Несколько слов нужно сказать о книжных влияниях. Я не сторонник этой повальной моды “разбирать” произведения на скрытые цитаты, аллюзии, заимствования etc, но в нашем случае нельзя не вспомнить, например, о Патрике Зюскинде: его “Парфюмер” ощутимо “шибает в нос” со страниц чураевской повести как минимум несколько раз. Вот юный Касим бродит по уфимским задворкам, среди вонючих сточных канав, в которых барахтаются голые фиолетовые крысята… Весь город воняет, а в самом центре утонул в нечистотах крестьянин с телегой и лошадью. Слишком явно. Слишком узнаваемо, и надо ли? Как и описание ощущения еще теплого куска мяса в руках: в центре сонной губернской Уфы (опять же) демонстранты разорвали кого-то из своих противников…
Дореволюционный Петербург—Петроград (здесь Девлеткильдеев учился у Штиглица) тоже сделан по книжным лекалам. Декаданс, загнивание. Немолодая эстетствующая дама, берущая себе псевдоним Фитна, “соблазн” по-арабски. Групповая оргия, в которую вовлекают потрясенного девственника Касима. И бесконечный спиритизм, спиритизм, спиритизм. Аверченко, Акунин и Черубина де Габриак.

#### Условие задания:
Какой псевдоним, согласно показанному тексту, берёт себе немолодая эстетствующая дама и что он означает по-арабски?

#### Строки:

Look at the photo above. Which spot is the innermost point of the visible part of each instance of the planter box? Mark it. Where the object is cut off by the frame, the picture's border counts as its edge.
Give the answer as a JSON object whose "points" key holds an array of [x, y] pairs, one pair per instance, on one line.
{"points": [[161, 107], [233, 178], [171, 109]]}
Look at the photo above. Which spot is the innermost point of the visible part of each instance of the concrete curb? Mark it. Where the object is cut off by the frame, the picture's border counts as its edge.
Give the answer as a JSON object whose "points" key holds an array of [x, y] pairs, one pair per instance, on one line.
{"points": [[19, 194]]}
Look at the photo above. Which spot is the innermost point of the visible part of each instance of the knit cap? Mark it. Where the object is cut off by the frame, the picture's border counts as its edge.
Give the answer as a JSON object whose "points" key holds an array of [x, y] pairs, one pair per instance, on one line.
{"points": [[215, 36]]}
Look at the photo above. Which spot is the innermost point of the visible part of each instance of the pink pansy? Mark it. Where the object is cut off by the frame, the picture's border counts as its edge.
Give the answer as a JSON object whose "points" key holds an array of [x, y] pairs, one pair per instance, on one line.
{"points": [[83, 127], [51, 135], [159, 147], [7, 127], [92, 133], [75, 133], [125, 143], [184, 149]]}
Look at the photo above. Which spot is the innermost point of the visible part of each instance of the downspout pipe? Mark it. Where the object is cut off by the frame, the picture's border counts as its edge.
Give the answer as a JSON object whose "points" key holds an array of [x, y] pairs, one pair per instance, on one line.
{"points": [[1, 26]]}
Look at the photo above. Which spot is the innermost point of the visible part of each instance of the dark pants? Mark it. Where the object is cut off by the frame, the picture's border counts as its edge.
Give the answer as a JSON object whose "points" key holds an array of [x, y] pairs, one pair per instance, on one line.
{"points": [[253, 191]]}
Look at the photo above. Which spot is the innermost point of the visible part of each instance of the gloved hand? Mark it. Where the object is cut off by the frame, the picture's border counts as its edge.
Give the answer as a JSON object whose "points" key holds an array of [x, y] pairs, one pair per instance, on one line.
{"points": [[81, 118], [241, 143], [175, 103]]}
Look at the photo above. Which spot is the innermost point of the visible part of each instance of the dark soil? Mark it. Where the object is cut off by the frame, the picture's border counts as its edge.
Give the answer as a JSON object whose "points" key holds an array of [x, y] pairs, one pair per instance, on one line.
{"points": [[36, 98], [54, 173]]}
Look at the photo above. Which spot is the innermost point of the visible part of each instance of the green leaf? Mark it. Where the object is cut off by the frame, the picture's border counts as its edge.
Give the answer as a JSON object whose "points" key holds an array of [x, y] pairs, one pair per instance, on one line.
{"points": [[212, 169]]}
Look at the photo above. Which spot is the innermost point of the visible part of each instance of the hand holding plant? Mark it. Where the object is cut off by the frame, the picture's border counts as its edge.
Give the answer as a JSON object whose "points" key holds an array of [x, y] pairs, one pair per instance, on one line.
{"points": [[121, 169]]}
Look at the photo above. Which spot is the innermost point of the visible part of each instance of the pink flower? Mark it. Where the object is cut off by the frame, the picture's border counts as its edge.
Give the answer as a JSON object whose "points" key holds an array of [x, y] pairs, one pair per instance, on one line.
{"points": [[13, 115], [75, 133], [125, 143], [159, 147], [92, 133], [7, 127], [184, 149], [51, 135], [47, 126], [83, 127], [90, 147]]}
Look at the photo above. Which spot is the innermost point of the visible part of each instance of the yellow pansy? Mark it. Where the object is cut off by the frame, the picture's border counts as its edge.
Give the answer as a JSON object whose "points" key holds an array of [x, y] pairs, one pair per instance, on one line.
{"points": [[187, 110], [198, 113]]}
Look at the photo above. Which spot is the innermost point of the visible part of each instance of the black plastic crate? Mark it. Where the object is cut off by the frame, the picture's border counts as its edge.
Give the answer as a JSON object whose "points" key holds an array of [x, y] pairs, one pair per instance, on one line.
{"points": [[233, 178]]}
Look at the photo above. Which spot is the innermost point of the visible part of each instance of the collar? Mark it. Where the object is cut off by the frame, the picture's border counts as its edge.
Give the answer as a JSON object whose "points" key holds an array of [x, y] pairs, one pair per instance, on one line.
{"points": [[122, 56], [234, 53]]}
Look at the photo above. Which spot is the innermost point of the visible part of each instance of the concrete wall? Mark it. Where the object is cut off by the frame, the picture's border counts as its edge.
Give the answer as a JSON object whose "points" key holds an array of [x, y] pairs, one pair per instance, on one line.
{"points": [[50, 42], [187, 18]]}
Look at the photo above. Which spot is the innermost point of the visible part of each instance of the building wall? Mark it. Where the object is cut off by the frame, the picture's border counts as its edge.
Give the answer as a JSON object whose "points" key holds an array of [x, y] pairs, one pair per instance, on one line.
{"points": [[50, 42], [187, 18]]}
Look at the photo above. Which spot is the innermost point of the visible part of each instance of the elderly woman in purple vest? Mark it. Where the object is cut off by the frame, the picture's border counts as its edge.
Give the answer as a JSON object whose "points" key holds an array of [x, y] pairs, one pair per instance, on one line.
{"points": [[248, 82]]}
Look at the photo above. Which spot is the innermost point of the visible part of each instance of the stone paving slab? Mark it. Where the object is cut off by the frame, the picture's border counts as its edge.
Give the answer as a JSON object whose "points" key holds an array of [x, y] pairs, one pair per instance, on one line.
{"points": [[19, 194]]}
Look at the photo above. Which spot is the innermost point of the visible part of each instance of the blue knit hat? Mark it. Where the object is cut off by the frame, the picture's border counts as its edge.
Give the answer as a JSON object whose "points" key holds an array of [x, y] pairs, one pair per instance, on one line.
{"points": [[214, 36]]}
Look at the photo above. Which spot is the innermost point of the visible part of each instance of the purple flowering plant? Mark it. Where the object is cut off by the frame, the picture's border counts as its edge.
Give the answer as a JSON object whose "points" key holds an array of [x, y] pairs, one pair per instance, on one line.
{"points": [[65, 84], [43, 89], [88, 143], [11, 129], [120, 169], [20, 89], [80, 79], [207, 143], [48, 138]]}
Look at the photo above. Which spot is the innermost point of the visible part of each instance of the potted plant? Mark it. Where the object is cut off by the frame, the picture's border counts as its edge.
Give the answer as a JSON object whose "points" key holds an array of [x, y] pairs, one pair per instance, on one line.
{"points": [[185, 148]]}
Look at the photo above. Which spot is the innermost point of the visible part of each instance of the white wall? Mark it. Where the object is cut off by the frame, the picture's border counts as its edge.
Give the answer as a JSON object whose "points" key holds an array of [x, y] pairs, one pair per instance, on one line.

#### Ответ:
Фитна, что по-арабски означает «соблазн».